DATA EXCERPTS.
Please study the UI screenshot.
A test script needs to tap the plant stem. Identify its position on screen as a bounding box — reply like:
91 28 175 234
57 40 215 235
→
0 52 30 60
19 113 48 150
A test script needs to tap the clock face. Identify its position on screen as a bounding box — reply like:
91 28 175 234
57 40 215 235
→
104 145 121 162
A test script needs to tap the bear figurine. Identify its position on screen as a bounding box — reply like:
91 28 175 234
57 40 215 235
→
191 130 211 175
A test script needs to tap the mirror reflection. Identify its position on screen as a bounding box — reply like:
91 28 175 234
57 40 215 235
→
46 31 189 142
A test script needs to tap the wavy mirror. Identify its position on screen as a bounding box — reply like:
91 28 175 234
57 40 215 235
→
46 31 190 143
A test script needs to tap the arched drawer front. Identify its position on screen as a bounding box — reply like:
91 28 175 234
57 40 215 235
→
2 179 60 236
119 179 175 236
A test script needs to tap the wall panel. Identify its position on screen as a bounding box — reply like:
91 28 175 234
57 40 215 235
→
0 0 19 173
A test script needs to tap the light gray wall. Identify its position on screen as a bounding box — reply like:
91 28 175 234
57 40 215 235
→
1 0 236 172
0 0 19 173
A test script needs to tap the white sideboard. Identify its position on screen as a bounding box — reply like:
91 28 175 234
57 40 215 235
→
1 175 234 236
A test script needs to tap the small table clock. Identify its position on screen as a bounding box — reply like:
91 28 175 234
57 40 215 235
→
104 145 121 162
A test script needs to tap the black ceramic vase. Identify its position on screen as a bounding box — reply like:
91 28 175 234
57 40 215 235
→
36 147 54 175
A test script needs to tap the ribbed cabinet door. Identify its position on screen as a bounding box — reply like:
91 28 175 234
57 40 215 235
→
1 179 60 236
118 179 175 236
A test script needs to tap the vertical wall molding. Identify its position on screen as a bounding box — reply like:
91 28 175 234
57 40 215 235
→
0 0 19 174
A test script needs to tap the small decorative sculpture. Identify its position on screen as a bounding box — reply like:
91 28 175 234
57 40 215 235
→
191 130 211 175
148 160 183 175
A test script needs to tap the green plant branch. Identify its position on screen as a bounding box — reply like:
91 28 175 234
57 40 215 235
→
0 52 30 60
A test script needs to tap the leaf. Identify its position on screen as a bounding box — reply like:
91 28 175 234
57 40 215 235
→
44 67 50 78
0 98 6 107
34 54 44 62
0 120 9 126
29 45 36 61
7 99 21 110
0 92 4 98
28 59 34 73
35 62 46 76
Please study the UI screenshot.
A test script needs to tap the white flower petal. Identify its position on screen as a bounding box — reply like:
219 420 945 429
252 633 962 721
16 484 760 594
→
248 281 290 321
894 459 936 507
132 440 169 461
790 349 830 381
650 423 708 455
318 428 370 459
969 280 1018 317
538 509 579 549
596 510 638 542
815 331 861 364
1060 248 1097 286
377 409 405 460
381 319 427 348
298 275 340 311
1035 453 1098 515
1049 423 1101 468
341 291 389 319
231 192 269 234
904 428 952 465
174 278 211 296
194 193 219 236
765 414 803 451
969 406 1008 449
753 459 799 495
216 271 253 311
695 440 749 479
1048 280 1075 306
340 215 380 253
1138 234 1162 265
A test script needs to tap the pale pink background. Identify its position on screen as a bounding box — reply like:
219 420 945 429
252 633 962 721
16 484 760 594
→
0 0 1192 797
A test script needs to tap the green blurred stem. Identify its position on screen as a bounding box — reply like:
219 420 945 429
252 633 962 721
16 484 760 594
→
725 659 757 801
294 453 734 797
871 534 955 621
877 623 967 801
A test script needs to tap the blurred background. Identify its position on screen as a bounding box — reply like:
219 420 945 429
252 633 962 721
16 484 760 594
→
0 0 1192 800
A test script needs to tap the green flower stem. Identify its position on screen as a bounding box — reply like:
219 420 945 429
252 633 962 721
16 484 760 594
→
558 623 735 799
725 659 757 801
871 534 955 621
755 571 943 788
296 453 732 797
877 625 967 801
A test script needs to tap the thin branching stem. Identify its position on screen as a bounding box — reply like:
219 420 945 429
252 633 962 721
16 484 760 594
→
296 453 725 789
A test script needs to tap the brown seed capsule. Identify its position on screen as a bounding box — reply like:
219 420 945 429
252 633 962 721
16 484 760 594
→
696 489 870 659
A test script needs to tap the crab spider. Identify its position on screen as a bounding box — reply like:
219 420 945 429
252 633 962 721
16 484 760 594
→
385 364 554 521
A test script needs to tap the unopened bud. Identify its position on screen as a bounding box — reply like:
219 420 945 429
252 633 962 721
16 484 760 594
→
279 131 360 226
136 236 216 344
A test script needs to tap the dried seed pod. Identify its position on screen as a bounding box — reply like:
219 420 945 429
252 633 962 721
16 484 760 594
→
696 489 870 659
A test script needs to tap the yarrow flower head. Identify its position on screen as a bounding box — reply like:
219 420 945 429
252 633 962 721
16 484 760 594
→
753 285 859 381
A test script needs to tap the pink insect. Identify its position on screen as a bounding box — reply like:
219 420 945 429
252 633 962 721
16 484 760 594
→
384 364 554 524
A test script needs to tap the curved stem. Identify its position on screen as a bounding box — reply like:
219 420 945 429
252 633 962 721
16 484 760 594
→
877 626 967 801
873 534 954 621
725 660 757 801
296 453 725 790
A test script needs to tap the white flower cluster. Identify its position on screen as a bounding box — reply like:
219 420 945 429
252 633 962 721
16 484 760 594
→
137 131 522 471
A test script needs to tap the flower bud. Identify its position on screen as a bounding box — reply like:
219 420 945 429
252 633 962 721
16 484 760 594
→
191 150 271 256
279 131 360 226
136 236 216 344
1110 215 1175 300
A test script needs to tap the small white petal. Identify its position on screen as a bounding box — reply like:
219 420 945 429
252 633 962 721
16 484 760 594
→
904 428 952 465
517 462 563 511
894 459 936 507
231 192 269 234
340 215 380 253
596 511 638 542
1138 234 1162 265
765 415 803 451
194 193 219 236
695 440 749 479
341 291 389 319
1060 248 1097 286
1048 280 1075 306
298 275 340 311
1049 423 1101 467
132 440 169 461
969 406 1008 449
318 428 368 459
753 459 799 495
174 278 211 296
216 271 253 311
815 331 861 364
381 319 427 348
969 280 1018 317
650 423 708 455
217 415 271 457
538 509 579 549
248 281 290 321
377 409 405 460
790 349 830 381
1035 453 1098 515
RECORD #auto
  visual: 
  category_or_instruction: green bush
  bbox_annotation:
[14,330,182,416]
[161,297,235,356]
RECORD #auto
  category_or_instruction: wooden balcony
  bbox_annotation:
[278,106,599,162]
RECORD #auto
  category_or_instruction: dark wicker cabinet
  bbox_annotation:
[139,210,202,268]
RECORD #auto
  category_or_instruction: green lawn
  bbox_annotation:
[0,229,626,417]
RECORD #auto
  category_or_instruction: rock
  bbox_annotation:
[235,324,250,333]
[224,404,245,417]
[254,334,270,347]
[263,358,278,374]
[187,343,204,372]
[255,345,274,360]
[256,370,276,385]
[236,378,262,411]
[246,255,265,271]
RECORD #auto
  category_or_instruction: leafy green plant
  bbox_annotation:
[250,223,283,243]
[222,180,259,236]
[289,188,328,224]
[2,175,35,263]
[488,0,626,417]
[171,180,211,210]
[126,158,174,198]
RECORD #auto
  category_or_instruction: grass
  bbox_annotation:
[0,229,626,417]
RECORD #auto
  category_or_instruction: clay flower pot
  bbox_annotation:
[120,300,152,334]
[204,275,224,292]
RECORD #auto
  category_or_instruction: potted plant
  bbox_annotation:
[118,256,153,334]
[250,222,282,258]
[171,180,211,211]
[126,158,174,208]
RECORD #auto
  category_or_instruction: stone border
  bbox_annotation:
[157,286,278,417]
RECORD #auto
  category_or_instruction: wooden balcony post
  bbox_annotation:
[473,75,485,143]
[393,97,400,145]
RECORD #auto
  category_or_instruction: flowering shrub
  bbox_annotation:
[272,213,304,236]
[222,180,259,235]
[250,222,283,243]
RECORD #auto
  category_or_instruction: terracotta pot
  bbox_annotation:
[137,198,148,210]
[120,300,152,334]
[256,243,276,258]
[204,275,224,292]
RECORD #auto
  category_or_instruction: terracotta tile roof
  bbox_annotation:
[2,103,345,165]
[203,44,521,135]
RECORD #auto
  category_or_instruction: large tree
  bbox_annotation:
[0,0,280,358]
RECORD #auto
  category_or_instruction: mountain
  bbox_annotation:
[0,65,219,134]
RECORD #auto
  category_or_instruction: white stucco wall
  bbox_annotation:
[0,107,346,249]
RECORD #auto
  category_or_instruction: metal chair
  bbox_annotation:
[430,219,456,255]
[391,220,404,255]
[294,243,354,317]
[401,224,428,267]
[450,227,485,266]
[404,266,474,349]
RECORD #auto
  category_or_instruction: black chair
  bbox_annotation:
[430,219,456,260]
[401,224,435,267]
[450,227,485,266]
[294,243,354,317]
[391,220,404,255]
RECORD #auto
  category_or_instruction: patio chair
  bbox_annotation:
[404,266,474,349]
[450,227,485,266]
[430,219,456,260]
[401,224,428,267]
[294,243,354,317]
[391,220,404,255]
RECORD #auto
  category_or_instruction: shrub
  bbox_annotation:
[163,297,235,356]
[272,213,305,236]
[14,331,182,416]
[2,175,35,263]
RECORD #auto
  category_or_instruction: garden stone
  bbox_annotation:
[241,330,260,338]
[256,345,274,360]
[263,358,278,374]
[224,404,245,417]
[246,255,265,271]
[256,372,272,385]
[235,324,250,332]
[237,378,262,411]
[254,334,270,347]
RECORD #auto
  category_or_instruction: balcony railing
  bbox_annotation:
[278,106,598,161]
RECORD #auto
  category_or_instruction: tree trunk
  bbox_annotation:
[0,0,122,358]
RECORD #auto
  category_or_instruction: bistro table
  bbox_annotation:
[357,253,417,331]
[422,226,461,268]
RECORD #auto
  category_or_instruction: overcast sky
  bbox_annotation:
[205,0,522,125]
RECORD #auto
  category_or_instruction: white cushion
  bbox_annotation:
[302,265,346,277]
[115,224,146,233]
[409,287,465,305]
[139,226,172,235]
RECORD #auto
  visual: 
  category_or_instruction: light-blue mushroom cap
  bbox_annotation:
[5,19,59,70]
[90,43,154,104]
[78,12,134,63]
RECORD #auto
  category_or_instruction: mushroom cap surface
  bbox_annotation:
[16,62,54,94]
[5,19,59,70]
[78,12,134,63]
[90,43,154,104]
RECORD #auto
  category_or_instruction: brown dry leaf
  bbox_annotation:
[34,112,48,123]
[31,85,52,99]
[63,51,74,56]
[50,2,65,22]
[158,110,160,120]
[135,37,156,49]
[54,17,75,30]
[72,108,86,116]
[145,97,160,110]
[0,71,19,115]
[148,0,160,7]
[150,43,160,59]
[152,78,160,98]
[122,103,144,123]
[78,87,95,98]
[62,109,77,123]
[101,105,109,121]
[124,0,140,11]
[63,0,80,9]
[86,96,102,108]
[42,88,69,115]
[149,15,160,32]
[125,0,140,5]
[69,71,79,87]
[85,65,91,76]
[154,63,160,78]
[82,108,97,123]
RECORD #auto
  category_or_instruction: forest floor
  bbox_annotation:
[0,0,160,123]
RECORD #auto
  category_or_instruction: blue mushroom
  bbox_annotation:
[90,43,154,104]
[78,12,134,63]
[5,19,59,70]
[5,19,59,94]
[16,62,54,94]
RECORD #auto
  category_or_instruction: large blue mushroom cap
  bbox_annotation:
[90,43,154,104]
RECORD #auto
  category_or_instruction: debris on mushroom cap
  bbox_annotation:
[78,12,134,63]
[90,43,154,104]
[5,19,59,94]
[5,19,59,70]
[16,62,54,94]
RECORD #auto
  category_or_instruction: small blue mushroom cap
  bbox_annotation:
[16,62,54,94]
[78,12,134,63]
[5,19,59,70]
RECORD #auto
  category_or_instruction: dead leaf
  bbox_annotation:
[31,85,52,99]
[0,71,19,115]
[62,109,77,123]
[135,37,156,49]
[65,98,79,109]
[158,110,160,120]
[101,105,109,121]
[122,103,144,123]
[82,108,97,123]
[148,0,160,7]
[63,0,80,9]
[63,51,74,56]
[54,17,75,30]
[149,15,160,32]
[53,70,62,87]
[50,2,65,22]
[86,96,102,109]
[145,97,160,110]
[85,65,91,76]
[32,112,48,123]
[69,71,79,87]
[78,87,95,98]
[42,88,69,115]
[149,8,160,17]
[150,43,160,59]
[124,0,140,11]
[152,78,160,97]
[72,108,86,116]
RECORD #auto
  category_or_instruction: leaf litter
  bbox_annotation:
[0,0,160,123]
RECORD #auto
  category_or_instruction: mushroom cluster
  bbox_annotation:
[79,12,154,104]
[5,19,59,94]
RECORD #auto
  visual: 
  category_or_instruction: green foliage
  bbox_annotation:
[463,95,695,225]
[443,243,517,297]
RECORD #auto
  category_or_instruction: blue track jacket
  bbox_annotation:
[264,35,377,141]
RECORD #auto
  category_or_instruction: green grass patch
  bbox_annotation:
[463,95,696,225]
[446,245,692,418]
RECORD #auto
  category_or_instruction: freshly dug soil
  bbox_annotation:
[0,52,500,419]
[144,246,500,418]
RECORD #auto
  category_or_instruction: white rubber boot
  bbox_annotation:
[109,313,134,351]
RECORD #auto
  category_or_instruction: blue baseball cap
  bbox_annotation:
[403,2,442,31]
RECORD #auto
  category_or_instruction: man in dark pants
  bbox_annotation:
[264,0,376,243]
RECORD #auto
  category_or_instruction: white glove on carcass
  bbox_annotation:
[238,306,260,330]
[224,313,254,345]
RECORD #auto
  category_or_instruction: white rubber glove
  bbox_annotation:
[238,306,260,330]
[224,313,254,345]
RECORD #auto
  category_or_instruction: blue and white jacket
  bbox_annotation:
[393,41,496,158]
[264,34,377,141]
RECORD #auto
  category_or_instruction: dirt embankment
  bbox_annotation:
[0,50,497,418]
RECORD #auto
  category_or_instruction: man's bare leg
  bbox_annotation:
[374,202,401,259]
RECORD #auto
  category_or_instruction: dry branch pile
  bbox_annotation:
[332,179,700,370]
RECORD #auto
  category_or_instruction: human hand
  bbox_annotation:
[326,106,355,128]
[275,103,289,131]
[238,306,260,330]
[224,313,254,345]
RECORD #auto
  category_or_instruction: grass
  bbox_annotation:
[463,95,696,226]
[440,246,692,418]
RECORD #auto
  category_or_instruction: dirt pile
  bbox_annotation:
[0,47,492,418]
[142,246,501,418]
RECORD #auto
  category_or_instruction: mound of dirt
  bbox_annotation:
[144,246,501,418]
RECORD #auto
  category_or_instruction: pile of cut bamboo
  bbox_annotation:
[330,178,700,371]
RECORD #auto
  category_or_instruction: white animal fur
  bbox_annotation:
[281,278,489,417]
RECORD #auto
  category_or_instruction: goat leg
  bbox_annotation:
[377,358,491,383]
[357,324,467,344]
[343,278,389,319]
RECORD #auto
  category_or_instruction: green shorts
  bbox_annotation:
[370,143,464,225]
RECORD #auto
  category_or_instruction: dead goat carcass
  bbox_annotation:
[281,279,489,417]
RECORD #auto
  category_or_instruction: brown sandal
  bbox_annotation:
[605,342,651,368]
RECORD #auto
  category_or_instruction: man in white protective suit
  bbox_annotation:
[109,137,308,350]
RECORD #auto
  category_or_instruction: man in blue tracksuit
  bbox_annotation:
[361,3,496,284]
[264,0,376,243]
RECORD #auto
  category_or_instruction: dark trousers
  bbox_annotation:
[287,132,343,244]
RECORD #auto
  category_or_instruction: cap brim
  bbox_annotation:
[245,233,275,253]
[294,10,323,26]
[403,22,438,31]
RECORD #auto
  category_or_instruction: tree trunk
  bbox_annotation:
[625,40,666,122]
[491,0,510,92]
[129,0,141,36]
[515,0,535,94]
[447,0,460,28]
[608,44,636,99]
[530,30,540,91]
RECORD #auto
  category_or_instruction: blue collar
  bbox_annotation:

DIRECTIVE. Output the lines of the records as a Markdown table with the columns Row and Line, omitting blank lines. Begin at the line that contains "A test script needs to tap the small white" and stop after the line that contains "[278,106,599,162]".

WRITTEN RESPONSE.
| Row | Line |
|---|---|
| 1 | A test script needs to tap the small white petal. Identify its position on screen as a bounding box — reply like: |
| 2 | 219 420 945 429 |
| 3 | 252 633 962 721 |
| 4 | 16 484 760 594 |
| 5 | → |
| 6 | 904 428 952 465 |
| 7 | 517 462 563 511 |
| 8 | 894 459 936 507 |
| 9 | 231 192 269 234 |
| 10 | 340 215 380 253 |
| 11 | 596 511 638 542 |
| 12 | 1138 234 1162 265 |
| 13 | 765 415 803 451 |
| 14 | 194 193 219 236 |
| 15 | 695 440 749 479 |
| 16 | 341 291 389 319 |
| 17 | 1060 248 1097 286 |
| 18 | 1048 280 1075 306 |
| 19 | 298 275 340 311 |
| 20 | 1049 423 1101 467 |
| 21 | 132 440 169 461 |
| 22 | 969 406 1008 449 |
| 23 | 318 428 368 459 |
| 24 | 753 459 799 495 |
| 25 | 174 278 211 296 |
| 26 | 216 271 253 311 |
| 27 | 815 331 861 364 |
| 28 | 381 319 427 348 |
| 29 | 969 280 1018 317 |
| 30 | 650 423 708 455 |
| 31 | 217 415 271 457 |
| 32 | 538 509 579 549 |
| 33 | 248 281 290 321 |
| 34 | 377 409 405 460 |
| 35 | 790 349 830 381 |
| 36 | 1035 453 1098 515 |
| 37 | RECORD #auto |
| 38 |   visual:  |
| 39 |   category_or_instruction: green bush |
| 40 |   bbox_annotation: |
| 41 | [14,330,182,416] |
| 42 | [161,297,235,356] |
| 43 | RECORD #auto |
| 44 |   category_or_instruction: wooden balcony |
| 45 |   bbox_annotation: |
| 46 | [278,106,599,162] |